**EXERCISE PASSAGE**

++++++++

Presidential candidate Mitt Romney was the target of an ubiquitous news story last week, when he was surreptitiously recorded last May saying,
“There are 47 percent of the people who will vote for the president no matter what. All right, there are 47 percent who are with him, who are dependent upon government, who believe that they are victims, who believe the government has a responsibility to care for them, who believe that they are entitled to health care, to food, to housing, to you-name-it. That’s an entitlement. And the government should give it to them. And they will vote for this president no matter what…These are people who pay no income tax. “
Oregon’s food stamp program (“SNAP”), or Supplemental Nutrition Assistance Program, competed for news time with Romney when census data showed revealed that our state has the highest percentage of food stamp use. Nearly 2 in 10 Oregonians qualify for this program.
Are we the 47%?
Democratic Representative Kurt Schrader, a member of the House Agriculture Committee, doesn’t think so. Rep. Schrader is defending the part of the pending Farm Bill legislation, a 600 page monster with $958 billion in Federal spending attached, that funds the majority of SNAP costs. There is little disagreement that some cuts will be made. The question is how much will be cut and who will be dropped from the program.
According to Schrader, “”They’re trying to balance the budget on the backs of hungry folks. Our goal is not to do that.”
Is he right?
Since 1974, Congress has required states to offer food benefits to low-income households. Its laws and regulations are based on the Food, Conservation and Energy Act of 2008.
Currently, Oregonians are eligible for SNAP if their income is less than 185% of the poverty level, currently $3,400 per month for a family of four, regardless of whether they own their home, cars or other assets. Some in Congress want that limit lowered to 130% of the poverty level, or about $2,500 per month for a family of four, and to consider their assets when determining eligibility.

++++++++

**DATASET RECORDS**
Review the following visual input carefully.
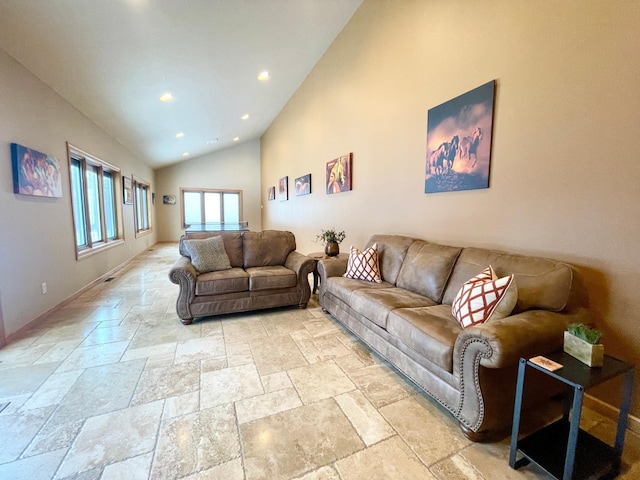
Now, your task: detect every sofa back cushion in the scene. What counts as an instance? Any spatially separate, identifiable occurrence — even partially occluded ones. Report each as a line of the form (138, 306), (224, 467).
(243, 230), (296, 268)
(396, 240), (460, 303)
(367, 235), (415, 285)
(442, 247), (573, 314)
(178, 231), (244, 267)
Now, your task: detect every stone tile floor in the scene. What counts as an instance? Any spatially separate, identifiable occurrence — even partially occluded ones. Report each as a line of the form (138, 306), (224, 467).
(0, 244), (640, 480)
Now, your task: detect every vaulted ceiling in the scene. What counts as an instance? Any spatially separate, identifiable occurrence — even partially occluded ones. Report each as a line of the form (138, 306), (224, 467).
(0, 0), (362, 168)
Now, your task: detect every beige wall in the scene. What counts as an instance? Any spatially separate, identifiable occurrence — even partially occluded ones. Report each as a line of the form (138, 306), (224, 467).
(261, 0), (640, 416)
(0, 50), (156, 338)
(156, 140), (262, 241)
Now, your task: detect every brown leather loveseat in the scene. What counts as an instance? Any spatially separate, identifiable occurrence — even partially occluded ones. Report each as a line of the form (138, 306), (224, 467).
(169, 230), (315, 325)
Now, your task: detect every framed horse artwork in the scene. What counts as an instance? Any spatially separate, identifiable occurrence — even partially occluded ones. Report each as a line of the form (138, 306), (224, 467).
(424, 80), (495, 193)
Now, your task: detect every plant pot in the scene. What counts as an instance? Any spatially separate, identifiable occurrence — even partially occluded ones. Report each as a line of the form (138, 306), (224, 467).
(324, 242), (340, 257)
(564, 332), (604, 367)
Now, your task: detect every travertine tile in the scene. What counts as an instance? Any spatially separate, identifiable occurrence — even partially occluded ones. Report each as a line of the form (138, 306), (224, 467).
(200, 365), (264, 409)
(288, 360), (356, 404)
(236, 388), (302, 423)
(131, 362), (200, 405)
(49, 360), (144, 424)
(336, 390), (395, 446)
(336, 436), (435, 480)
(240, 399), (364, 480)
(57, 401), (163, 478)
(100, 453), (153, 480)
(380, 396), (470, 465)
(150, 404), (240, 480)
(348, 364), (416, 408)
(0, 407), (54, 464)
(0, 448), (67, 480)
(251, 335), (308, 375)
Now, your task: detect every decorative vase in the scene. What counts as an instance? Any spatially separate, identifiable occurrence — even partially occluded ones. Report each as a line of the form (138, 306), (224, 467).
(564, 332), (604, 367)
(324, 242), (340, 257)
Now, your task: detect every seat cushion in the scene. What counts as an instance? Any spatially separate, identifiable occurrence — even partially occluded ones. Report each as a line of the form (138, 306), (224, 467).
(350, 287), (435, 328)
(387, 305), (462, 373)
(246, 266), (298, 292)
(196, 268), (249, 296)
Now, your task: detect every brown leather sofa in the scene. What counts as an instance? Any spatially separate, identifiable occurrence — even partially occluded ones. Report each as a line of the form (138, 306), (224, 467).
(169, 230), (315, 325)
(318, 235), (589, 441)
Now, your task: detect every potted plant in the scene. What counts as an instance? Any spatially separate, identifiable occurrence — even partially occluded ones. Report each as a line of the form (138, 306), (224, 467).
(564, 323), (604, 367)
(316, 228), (347, 257)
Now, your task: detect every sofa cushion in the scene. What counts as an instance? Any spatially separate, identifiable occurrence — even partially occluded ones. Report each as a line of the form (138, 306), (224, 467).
(323, 277), (393, 304)
(442, 248), (573, 314)
(396, 240), (462, 302)
(350, 287), (435, 328)
(196, 268), (249, 296)
(367, 235), (415, 285)
(451, 265), (518, 328)
(178, 231), (244, 267)
(246, 265), (298, 292)
(184, 236), (231, 273)
(242, 230), (296, 268)
(387, 305), (462, 373)
(343, 243), (382, 283)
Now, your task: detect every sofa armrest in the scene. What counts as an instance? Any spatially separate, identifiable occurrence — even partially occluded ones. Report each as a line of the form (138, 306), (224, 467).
(169, 257), (198, 323)
(284, 251), (315, 308)
(453, 309), (589, 375)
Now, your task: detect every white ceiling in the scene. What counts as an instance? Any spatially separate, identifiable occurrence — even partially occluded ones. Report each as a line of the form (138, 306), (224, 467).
(0, 0), (362, 168)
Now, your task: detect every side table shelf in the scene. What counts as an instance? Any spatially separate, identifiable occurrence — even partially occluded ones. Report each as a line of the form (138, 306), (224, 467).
(509, 352), (634, 480)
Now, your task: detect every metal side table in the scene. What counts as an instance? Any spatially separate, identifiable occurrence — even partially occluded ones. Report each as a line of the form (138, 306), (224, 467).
(509, 352), (634, 480)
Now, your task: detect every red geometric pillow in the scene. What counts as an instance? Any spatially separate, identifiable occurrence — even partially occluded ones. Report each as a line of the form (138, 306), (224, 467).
(451, 265), (518, 328)
(343, 243), (382, 283)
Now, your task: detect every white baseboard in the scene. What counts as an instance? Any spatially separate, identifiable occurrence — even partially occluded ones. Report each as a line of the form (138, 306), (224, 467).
(583, 394), (640, 435)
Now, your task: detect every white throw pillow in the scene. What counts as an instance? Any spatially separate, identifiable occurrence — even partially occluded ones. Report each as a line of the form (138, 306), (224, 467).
(451, 265), (518, 328)
(183, 235), (231, 273)
(343, 243), (382, 283)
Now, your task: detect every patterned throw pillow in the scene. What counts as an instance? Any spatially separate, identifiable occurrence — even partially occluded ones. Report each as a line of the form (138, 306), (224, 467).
(343, 243), (382, 283)
(451, 265), (518, 328)
(183, 235), (231, 273)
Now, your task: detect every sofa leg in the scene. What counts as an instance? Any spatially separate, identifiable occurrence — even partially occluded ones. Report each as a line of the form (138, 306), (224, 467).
(458, 422), (489, 442)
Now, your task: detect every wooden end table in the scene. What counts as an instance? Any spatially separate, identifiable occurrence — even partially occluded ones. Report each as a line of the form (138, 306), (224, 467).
(509, 351), (634, 480)
(307, 252), (349, 293)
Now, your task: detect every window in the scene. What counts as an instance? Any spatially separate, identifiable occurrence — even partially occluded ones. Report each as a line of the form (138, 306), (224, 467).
(180, 188), (242, 228)
(67, 144), (123, 259)
(133, 177), (151, 237)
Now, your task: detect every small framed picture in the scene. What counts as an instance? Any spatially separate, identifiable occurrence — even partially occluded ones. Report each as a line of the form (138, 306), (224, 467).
(296, 173), (311, 196)
(122, 177), (133, 205)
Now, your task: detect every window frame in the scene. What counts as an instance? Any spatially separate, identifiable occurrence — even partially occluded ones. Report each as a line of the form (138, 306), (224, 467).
(67, 142), (124, 260)
(131, 175), (153, 238)
(180, 187), (244, 230)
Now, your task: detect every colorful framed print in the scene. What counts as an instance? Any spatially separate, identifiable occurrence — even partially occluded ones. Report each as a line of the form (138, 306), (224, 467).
(424, 80), (495, 193)
(278, 177), (289, 201)
(326, 153), (353, 194)
(11, 143), (62, 198)
(295, 173), (311, 196)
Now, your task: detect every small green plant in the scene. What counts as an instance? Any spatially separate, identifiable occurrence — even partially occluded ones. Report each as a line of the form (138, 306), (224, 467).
(567, 323), (602, 345)
(316, 228), (347, 245)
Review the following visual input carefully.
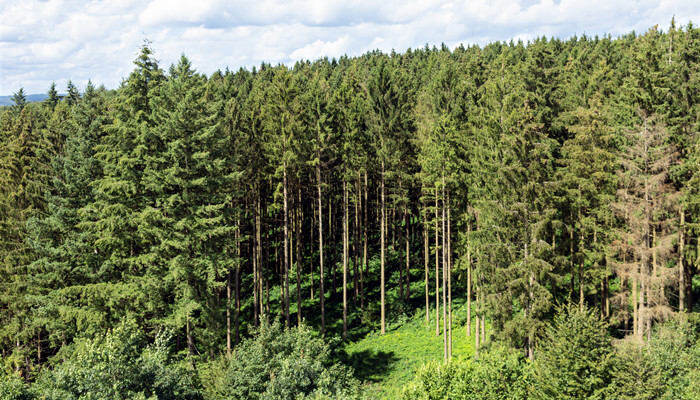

++++++++

**ACTIVITY LIST**
1. Copy from the food stamp article, word for word, the part starting with "Currently, Oregonians are" and going on through "when determining eligibility.".
2. List every dollar amount that appears in the food stamp article.
The records have no connection to the food stamp article.

**ANSWERS PER TASK**
1.
Currently, Oregonians are eligible for SNAP if their income is less than 185% of the poverty level, currently $3,400 per month for a family of four, regardless of whether they own their home, cars or other assets. Some in Congress want that limit lowered to 130% of the poverty level, or about $2,500 per month for a family of four, and to consider their assets when determining eligibility.

2.
- $958 billion
- $3,400 per month
- $2,500 per month